◆ **WHAT THE TASK ASKS**
Whenever the string "petal" appears in a line below, please copy the line out.

= = = = =

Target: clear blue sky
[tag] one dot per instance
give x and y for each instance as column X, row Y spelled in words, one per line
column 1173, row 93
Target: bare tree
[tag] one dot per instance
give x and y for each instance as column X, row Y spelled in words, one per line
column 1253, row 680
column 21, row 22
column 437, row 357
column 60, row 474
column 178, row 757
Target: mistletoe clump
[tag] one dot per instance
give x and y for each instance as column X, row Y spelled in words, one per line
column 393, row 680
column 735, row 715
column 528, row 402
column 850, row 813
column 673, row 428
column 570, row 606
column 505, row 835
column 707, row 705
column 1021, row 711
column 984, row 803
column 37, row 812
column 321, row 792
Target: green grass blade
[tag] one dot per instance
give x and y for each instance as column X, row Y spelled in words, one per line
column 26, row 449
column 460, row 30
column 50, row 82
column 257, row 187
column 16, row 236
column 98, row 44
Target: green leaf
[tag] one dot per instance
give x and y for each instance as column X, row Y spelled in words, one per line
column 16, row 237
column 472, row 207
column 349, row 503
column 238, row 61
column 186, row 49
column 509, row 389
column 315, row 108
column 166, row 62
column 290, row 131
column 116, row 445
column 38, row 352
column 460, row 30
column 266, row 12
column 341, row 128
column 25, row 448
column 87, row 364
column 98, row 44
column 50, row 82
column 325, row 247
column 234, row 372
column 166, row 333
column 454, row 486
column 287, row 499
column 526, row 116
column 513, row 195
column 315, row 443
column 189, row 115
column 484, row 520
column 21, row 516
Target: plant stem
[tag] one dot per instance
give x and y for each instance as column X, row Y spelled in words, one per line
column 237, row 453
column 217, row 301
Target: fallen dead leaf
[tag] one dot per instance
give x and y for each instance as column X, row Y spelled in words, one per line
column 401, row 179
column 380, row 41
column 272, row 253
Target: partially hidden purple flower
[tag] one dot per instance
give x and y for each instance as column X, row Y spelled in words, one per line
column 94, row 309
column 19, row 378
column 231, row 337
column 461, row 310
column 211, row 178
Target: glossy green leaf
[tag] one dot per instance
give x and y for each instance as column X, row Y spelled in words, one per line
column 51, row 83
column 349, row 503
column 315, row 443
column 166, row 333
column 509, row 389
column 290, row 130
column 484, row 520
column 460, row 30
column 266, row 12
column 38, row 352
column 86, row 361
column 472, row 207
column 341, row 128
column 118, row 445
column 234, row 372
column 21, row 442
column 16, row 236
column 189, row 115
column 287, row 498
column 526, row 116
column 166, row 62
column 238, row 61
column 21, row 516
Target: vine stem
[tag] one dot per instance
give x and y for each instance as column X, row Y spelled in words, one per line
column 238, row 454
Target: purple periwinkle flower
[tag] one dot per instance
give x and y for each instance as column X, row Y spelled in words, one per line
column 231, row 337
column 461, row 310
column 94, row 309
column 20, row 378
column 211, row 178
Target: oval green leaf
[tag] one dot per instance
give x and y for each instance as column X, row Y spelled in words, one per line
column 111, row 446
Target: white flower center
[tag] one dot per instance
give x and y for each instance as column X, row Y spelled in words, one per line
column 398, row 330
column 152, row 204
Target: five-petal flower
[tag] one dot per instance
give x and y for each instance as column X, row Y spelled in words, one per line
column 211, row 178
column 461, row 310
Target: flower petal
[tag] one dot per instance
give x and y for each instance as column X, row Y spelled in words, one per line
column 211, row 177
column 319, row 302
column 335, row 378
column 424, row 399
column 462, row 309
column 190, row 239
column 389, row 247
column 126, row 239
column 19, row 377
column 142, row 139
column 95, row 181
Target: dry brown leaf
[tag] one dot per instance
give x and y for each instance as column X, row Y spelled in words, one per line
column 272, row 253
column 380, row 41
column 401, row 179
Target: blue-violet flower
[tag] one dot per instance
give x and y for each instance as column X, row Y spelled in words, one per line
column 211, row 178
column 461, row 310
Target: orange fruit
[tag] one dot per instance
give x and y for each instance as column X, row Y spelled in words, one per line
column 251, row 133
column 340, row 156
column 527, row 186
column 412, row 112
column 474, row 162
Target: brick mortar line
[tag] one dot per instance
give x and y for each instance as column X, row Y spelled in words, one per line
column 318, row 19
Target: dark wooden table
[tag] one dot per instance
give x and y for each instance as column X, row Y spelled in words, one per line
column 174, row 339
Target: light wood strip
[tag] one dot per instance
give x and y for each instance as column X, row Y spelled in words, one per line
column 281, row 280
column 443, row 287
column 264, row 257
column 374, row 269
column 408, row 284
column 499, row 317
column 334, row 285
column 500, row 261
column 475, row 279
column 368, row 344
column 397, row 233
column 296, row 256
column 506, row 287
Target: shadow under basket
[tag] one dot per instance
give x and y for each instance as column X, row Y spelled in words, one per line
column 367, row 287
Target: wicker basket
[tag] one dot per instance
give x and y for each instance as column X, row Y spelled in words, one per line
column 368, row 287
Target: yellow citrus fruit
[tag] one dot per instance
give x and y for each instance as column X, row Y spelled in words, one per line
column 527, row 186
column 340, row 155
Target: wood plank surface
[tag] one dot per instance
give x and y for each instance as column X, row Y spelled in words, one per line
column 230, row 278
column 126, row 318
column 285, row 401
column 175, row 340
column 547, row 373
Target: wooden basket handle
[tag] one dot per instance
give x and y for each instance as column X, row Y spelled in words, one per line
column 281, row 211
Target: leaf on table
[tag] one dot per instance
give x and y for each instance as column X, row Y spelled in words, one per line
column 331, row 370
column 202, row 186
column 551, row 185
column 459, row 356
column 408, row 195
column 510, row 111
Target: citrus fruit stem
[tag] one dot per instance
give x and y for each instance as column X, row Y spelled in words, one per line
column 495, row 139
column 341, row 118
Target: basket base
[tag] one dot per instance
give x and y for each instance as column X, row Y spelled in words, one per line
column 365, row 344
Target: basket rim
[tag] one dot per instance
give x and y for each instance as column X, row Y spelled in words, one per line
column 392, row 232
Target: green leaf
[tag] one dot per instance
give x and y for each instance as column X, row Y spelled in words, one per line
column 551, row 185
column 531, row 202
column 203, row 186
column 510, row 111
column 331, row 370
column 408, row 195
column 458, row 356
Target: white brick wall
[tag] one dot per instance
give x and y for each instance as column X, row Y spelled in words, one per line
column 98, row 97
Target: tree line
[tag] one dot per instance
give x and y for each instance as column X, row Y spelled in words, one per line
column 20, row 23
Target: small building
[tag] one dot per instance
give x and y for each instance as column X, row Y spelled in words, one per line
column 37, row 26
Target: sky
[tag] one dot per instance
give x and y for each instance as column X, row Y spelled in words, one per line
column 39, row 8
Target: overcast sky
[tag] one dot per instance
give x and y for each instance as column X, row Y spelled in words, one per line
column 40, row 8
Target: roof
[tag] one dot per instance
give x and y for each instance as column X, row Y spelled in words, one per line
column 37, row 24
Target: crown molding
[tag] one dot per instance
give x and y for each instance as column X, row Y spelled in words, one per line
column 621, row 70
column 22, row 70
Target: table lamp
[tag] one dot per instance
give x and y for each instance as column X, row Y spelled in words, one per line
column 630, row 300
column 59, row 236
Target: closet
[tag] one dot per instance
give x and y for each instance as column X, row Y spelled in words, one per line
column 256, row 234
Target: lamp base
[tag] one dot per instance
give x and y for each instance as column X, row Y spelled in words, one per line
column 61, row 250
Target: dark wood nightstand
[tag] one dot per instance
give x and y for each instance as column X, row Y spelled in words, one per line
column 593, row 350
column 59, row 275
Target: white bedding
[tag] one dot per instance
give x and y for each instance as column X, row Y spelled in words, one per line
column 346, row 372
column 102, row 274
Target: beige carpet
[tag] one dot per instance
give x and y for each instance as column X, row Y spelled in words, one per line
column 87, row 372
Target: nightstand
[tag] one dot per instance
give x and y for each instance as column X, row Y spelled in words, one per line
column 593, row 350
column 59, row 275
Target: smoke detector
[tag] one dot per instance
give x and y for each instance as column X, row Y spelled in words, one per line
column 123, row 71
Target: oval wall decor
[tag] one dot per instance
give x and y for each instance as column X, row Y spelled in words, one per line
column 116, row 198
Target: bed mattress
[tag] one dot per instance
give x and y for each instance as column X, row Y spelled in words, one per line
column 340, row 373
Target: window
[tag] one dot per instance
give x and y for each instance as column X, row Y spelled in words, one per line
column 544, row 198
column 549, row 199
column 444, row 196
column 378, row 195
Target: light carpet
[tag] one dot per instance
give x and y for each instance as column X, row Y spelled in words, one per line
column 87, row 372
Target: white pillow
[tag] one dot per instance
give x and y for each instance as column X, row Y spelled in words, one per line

= = = = =

◆ **WORKED SOLUTION**
Target: five-petal flower
Target: flower petal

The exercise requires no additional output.